WHAT IS REQUIRED -
Answer these questions using the story below about a Norwalk Metro Hospital walkaway call:
1. Who was the narrator working the Day Shift Brook car with?
2. In what area was the residence?
3. Who answered the door?

Nwk Metro Walk away” Call

 

Do you remember how you hated to hear that radio call, “15A, you have a Norwalk Metro Hospital Walkaway, at so and so address.” One day, Tom Ellis and I were working a Day Shift Brook car when we received one of those calls, and we both made appropriate vulgar comments of disgust when I acknowledged it. Those calls meant you were going to have to take a mentally ill person into custody who, more often then not, did not want to cooperate with you or go back to the mental hospital, and there was a good chance of being involved in a fight, sometimes with men or women with phenomenal strength.

 

We reluctantly approached the residence, in the area of 132nd & Avalon. There was a railing on the front porch that ran parallel to the front of the house. We knocked on the door and it was answered by the subject’s mother, who told us that she had called the station. As we talked to her, I was looking into the living room, which was in shadows. Suddenly, I realized that the male walkaway was sitting in an armchair directly across from us, and much to my concern, he was built like the boxer Mike Tyson, with large shoulders and arms for his height, and looked like him, too.

[Recorded data]

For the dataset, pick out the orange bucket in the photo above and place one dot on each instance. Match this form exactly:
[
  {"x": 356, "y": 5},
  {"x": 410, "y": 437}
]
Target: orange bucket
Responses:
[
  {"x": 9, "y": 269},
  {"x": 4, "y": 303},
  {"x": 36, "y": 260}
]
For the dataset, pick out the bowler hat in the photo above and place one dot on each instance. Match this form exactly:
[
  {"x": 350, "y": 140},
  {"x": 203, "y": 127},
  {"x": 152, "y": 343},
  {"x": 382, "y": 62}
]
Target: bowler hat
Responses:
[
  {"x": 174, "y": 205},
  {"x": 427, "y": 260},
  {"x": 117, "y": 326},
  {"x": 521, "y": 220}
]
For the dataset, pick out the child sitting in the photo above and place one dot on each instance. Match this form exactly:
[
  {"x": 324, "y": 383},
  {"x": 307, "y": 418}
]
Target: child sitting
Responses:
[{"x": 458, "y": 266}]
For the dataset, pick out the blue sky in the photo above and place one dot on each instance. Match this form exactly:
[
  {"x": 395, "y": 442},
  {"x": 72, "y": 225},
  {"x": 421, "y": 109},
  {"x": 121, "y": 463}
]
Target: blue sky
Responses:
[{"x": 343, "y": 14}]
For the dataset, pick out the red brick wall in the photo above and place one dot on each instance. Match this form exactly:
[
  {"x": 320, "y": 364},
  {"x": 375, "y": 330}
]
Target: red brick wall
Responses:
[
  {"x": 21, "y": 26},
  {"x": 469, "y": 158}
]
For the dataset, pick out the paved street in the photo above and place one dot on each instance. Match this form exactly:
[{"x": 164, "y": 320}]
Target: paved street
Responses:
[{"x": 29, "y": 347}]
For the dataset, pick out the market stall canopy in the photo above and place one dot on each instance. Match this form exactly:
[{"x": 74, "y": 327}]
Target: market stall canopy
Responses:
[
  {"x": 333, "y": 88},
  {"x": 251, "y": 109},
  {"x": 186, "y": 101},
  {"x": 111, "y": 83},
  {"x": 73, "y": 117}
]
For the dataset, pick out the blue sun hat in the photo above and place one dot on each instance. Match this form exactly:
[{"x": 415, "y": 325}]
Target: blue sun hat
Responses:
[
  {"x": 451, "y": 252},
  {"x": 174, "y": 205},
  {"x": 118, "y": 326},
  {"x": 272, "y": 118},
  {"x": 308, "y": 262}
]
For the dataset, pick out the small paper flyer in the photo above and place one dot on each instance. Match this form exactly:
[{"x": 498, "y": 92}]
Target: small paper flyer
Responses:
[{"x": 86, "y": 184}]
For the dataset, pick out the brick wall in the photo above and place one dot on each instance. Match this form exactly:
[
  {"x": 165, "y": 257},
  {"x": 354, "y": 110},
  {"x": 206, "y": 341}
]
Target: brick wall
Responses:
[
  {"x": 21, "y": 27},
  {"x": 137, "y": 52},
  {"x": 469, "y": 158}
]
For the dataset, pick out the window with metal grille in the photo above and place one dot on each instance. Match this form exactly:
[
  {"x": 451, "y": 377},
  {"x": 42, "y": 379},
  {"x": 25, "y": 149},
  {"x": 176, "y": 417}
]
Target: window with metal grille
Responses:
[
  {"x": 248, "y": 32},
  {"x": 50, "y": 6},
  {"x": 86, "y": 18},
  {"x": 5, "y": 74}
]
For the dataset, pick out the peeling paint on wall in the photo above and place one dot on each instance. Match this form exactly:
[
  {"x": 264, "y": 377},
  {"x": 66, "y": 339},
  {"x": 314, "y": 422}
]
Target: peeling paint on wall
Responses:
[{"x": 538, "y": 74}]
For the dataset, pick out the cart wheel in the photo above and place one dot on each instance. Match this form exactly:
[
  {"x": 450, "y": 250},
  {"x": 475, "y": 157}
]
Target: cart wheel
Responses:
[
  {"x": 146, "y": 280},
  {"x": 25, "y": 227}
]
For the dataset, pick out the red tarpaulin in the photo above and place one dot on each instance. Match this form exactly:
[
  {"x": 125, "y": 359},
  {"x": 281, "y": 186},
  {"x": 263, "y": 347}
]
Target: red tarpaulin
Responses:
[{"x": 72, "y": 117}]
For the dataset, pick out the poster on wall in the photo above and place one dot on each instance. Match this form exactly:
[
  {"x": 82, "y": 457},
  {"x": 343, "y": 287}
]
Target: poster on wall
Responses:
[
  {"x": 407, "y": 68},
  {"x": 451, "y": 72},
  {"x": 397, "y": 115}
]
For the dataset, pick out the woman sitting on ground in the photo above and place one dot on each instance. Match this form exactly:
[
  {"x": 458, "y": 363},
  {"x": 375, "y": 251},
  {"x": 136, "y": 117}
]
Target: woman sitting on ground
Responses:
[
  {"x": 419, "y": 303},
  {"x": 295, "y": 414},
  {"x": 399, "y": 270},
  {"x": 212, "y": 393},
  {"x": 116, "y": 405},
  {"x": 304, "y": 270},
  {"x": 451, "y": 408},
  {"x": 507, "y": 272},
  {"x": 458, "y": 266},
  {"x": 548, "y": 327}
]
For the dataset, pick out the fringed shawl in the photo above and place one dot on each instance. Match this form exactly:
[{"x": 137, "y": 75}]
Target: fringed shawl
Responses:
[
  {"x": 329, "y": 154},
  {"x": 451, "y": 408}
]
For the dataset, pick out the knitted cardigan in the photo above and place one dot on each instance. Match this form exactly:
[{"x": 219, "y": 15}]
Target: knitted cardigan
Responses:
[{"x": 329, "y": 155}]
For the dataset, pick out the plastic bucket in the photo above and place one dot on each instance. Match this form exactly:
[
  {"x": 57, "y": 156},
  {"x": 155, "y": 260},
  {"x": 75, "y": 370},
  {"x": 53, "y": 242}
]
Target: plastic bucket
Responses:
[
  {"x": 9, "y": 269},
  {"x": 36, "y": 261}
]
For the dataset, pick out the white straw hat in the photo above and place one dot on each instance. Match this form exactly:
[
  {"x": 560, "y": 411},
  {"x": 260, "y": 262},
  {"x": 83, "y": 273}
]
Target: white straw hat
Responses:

ANSWER AREA -
1. Tom Ellis
2. The area of 132nd & Avalon
3. The subject's mother